Excerpts from a pointing dataset
-*-
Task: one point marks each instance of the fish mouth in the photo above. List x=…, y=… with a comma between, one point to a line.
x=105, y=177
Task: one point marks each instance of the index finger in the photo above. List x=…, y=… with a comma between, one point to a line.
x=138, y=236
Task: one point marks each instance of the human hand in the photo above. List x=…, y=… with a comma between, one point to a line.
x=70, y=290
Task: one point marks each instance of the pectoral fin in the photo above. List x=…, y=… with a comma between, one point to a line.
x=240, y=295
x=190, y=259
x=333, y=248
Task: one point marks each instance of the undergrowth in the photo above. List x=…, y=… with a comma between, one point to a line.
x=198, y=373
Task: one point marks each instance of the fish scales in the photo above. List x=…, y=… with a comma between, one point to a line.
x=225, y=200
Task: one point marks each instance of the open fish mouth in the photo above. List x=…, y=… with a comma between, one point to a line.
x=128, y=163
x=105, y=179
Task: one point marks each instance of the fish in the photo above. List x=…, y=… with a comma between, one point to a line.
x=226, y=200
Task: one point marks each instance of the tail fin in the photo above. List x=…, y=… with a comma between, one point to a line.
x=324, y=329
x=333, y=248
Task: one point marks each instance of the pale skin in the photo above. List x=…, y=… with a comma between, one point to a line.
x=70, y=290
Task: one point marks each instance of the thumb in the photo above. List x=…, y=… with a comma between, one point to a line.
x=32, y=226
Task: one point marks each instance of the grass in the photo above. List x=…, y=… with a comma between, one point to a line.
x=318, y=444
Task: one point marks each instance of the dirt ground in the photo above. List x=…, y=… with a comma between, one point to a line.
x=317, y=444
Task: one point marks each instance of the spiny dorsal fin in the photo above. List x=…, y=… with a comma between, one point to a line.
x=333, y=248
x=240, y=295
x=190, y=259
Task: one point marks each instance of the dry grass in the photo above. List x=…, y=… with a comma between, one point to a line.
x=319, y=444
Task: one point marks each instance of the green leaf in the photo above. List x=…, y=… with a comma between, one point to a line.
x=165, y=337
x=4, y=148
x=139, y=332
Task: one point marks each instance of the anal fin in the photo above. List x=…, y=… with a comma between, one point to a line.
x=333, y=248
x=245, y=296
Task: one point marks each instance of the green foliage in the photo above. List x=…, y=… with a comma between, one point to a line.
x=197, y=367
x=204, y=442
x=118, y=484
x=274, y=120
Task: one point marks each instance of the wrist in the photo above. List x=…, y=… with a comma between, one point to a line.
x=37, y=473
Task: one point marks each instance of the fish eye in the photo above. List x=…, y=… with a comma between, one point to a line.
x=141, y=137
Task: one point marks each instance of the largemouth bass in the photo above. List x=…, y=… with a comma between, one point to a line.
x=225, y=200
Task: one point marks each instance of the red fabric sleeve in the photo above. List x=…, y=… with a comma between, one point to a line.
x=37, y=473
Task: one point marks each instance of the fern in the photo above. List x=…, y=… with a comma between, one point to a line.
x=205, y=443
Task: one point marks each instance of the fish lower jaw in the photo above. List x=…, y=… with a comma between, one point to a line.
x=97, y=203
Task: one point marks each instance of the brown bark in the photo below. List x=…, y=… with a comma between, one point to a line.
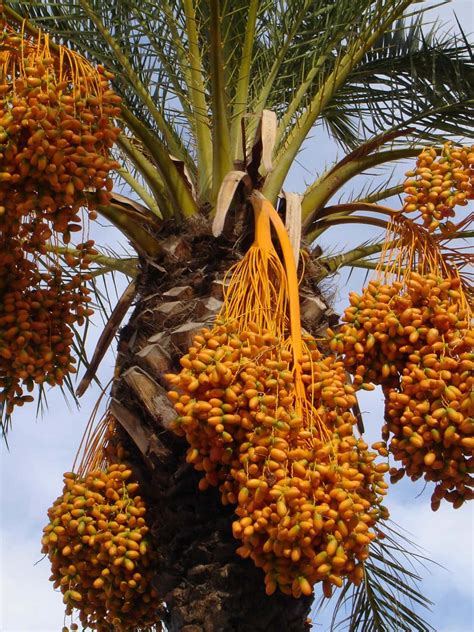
x=203, y=583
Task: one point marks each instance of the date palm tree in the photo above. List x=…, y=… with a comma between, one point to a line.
x=218, y=99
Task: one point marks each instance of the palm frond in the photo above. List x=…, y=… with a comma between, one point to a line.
x=389, y=597
x=411, y=78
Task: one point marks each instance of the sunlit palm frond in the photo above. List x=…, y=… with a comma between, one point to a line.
x=389, y=596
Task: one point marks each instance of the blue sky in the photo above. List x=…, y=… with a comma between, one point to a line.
x=42, y=449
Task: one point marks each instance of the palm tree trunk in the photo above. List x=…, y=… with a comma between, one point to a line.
x=199, y=577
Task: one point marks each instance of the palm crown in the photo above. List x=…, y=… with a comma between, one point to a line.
x=219, y=97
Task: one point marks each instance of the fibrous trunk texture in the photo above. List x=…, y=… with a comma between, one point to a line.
x=203, y=583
-*-
Write out all of the items above word for word, omitting the pictures.

Task: one point marks each instance of the fish mouth in the photo above. List x=…, y=… with a comma between, one point to a line.
x=105, y=177
Task: one point marks each instance of the index finger in the photo above. List x=…, y=… with a comma between, one point to a line.
x=138, y=236
Task: one point marks each instance of the human hand in the photo above. List x=…, y=… with a comma between, one point to a line.
x=70, y=290
Task: one point marks each instance of the pectoral fin in the photo above. List x=…, y=… with a comma between, one point to a line.
x=240, y=295
x=190, y=259
x=333, y=248
Task: one point marks each instance of the undergrowth in the photo above. List x=…, y=… with a comma between, one point to a line.
x=198, y=373
Task: one point marks each instance of the fish scales in the photo above. List x=…, y=… with a comma between, one point to a line.
x=225, y=200
Task: one point marks each instance of the open fish mouth in the photo above. List x=…, y=… with a comma between, one point to a line.
x=128, y=163
x=105, y=179
Task: one point marks each instance of the fish in the photo above. List x=…, y=… with a comma between, one point to a line.
x=226, y=200
Task: one point marks each instance of the tail fin in the photo above. List x=…, y=… with a comma between, one point to a line.
x=324, y=329
x=333, y=248
Task: one point marks each instance of the pale skin in the photo above. List x=…, y=… with a comma between, one point to a line.
x=70, y=290
Task: one point marks each instance of the thumb in the photo above. List x=…, y=… with a comma between, one point to a line.
x=32, y=226
Task: one point marks each instance of the grass in the photo above. List x=…, y=… with a comma between, one point to a line.
x=318, y=444
Task: one point marks each instance of the dirt ground in the photo above. List x=…, y=… with a comma between, one point to a line.
x=317, y=444
Task: one point marks each instance of the spiny dorsal fin in the photo above. List x=…, y=… with a comma between, one point to a line.
x=333, y=248
x=240, y=295
x=190, y=259
Task: one point marks each instance of the dry grass in the photo above. List x=…, y=… with a comma between, one point to a line.
x=319, y=444
Task: one point marks each instance of the green leaf in the photo above. List x=…, y=… with a comma between, one point to a line.
x=165, y=337
x=4, y=148
x=139, y=332
Task: one point marks each instance of the anal fin in the photo above. List x=…, y=… with a comma between, one point to a line.
x=333, y=248
x=245, y=296
Task: one point marks each instance of the green foliage in the photo above. List x=…, y=… with a comma between, one point to a line.
x=197, y=367
x=204, y=442
x=118, y=484
x=274, y=120
Task: one point marks each instance of the wrist in the photo above. List x=…, y=… with a comma between, one point to a line.
x=37, y=473
Task: one point marks each instance of the fish eye in the photo above. List x=…, y=… with a comma between, one point to a line.
x=141, y=137
Task: one point marks each instance of the largemouth bass in the photo above. List x=…, y=… with a comma between, one point to a line.
x=225, y=200
Task: one point marks each instance of the red fabric sleeve in the photo above. List x=…, y=… with a comma between, one point to a line.
x=37, y=473
Task: one point marks each instance of the fern in the photo above. List x=…, y=… with a comma between, one point to a line.
x=205, y=443
Task: one point marks each instance of the fish lower jaw in the photo above. List x=…, y=… with a comma between, one point to a line.
x=97, y=203
Task: one point marks each instance of the brown bark in the photo below. List x=…, y=… with a comma between, one point to a line.
x=203, y=583
Task: one point marks each instance of the date palm tree in the photo above. List x=…, y=… with a comma between, one point to a line.
x=218, y=99
Task: one point marks each instance of the palm frond in the photo above. List x=…, y=… with a comma between, one point to a line.
x=389, y=597
x=411, y=78
Task: one point marks each instance of the sunlit palm frond in the photo above. List x=…, y=… with a comma between, one point to a line.
x=389, y=596
Task: one point marks each instance of the blue sky in the photo above. List x=…, y=… with a comma between, one point to a line.
x=42, y=449
Task: one point marks each instance of the palm tree trunk in the photo above. List x=…, y=… with a comma between, one point to a line.
x=199, y=577
Task: one point marks each instance of the palm crown in the photo above. List x=…, y=… with a comma between, one point to a line.
x=219, y=97
Task: one point marks each instance of the fibrous trunk texture in the photo above. List x=…, y=… with a comma between, one point to a line.
x=203, y=583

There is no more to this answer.